Extract the complete data exactly as given.
— Start Data excerpts —
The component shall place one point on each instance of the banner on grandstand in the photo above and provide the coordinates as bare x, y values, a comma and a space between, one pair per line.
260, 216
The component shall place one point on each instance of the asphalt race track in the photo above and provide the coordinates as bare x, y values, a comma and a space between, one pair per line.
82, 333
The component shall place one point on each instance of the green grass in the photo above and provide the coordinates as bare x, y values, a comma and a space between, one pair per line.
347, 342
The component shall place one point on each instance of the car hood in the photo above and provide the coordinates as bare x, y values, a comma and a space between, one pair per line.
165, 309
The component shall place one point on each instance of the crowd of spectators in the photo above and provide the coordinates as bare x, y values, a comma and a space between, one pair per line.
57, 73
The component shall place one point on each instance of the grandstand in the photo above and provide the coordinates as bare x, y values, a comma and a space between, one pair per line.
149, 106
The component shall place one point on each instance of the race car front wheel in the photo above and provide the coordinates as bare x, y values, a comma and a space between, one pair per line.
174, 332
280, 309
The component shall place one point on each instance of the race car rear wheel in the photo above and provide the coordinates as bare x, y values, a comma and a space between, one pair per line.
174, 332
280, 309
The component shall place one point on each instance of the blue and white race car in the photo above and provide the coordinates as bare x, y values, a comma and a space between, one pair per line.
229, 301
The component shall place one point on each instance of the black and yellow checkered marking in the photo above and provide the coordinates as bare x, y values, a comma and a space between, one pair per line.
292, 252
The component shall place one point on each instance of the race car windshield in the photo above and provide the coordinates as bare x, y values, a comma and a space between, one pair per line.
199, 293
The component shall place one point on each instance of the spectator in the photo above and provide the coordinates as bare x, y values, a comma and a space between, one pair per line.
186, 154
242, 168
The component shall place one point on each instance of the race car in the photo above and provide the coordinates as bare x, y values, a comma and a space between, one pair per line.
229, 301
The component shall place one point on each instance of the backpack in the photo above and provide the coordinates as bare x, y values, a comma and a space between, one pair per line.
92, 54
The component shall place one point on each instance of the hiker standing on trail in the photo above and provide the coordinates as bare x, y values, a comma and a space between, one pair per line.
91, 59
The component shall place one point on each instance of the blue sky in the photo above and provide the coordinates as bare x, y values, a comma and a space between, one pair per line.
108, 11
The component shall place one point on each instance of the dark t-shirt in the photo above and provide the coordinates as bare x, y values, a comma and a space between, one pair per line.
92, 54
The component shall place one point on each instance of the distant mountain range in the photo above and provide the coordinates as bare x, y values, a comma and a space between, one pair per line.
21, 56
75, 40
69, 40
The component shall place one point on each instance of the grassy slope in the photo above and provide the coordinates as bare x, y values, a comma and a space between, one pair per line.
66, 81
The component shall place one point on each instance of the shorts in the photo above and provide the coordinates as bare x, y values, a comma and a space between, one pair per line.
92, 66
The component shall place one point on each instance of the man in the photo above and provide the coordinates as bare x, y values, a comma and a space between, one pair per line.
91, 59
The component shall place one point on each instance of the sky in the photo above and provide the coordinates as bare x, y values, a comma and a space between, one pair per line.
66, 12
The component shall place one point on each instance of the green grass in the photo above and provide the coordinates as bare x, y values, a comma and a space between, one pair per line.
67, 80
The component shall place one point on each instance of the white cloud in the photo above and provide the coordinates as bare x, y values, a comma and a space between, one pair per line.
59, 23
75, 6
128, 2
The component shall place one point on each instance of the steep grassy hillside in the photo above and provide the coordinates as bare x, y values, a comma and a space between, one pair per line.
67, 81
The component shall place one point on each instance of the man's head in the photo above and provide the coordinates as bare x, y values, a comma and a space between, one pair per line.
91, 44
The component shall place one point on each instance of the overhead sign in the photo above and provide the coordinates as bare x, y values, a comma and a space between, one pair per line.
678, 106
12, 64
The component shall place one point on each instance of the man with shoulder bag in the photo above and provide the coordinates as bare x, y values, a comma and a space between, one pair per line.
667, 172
— End Data excerpts —
▸ **Full output**:
The component shall place one point on each instance of the banner on grandstand in the photo above and provide the coordinates as bare x, y values, a comma and a space between, one pair per line.
260, 216
The component shall place one point on each instance of the asphalt race track in the photo above and provide the coordinates as bare x, y values, a comma and a space between, one pair per line.
82, 333
The component shall place one point on each instance of the green grass in the photo above and provide the coordinates as bare x, y values, a comma and a space between, one pair per line.
347, 342
The component shall place one point on each instance of the car hood in the photo above and provide the coordinates as bare x, y values, a comma and a space between, one pair per line.
165, 309
The component shall place one point on each instance of the crowd of spectators in the photo above and provide the coordinates as bare x, y values, a comma and a space between, one pair per line.
57, 73
The component shall place one point on each instance of the grandstand in the photo above and provide the coordinates as bare x, y values, a comma and a space between, one pair per line.
149, 106
The component shall place one point on each instance of the race car front wheel in the photo above and provide the coordinates as bare x, y values, a comma and a space between, one pair per line.
174, 332
280, 309
The component shall place one point on each instance of the race car rear wheel in the photo above and provide the coordinates as bare x, y values, a comma and a space between, one pair per line.
174, 332
280, 309
The component shall place one point on each instance of the blue and white race car in the photo above and provide the coordinates as bare x, y values, a comma and a space between, one pair per line.
229, 301
The component shall place one point on each instance of the black and yellow checkered marking in the photo above and provide the coordinates as bare x, y values, a comma and a space between, one pair per line.
292, 252
The component shall place one point on each instance of the race car windshield in the photo above and provide the coordinates as bare x, y values, a comma and a space between, one pair per line.
199, 293
The component shall place one point on each instance of the spectator in the photo above and provide the coordinates as bare x, y values, a comma and a space between, one pair per line.
186, 154
242, 168
The component shall place one point on each instance of the race car in the photo above and provide the coordinates as bare x, y values, a comma and a space between, one pair per line.
229, 301
The component shall place one point on each instance of the backpack in the photo above and provide the coordinates as bare x, y values, a comma and a space between, one pair per line.
92, 54
The component shall place one point on each instance of the hiker standing on trail in the photo above and provide the coordinates as bare x, y values, a comma and a space between, one pair per line.
91, 59
The component shall place one point on each instance of the blue sky in the photo above and provide the coordinates as bare x, y values, a comma and a space between, one pair per line.
108, 11
The component shall place one point on each instance of the dark t-shirt in the photo above and provide the coordinates as bare x, y values, a comma and a space between, one pair per line.
92, 54
The component shall place one point on each instance of the distant mountain range in the photo above and provide the coordinates as bare x, y values, a comma and a space between, one pair per line.
21, 56
75, 40
69, 40
The component shall place one point on each instance of the grassy slope in the photo above and provide the coordinates as bare x, y values, a comma and a space between, one pair per line.
66, 81
The component shall place one point on each instance of the shorts in the photo above and provide the coordinates as bare x, y values, a comma and a space between, one pair per line.
92, 66
The component shall place one point on each instance of the man in the photo above and provide the coordinates as bare x, y values, a comma and a space between, one pair per line.
91, 59
The component shall place one point on each instance of the sky in the photo above and provide the coordinates as bare x, y values, a comma and a space between, one pair per line.
66, 12
The component shall place one point on each instance of the green grass in the photo above and provide the coordinates as bare x, y values, a comma and a space between, one pair per line.
67, 80
The component shall place one point on each instance of the white cloud in the photo above and provide the coordinates as bare x, y values, a comma and a space between, one pair per line.
59, 23
75, 6
128, 2
The component shall place one point on each instance of the steep grassy hillside in the photo above and provide the coordinates as bare x, y values, a comma and a space between, one pair per line.
67, 81
The component shall place one point on each instance of the man's head in the photo above and provide the coordinates as bare x, y values, a comma and a space between, one pair per line.
91, 44
The component shall place one point on each instance of the overhead sign in the photo above and provide the coordinates as bare x, y values, a comma and a space between, one pair per line.
678, 106
12, 64
The component shall place one point on each instance of the man with shoulder bag in the photo above and provide the coordinates as bare x, y values, a comma and a space between, one pair per line.
667, 172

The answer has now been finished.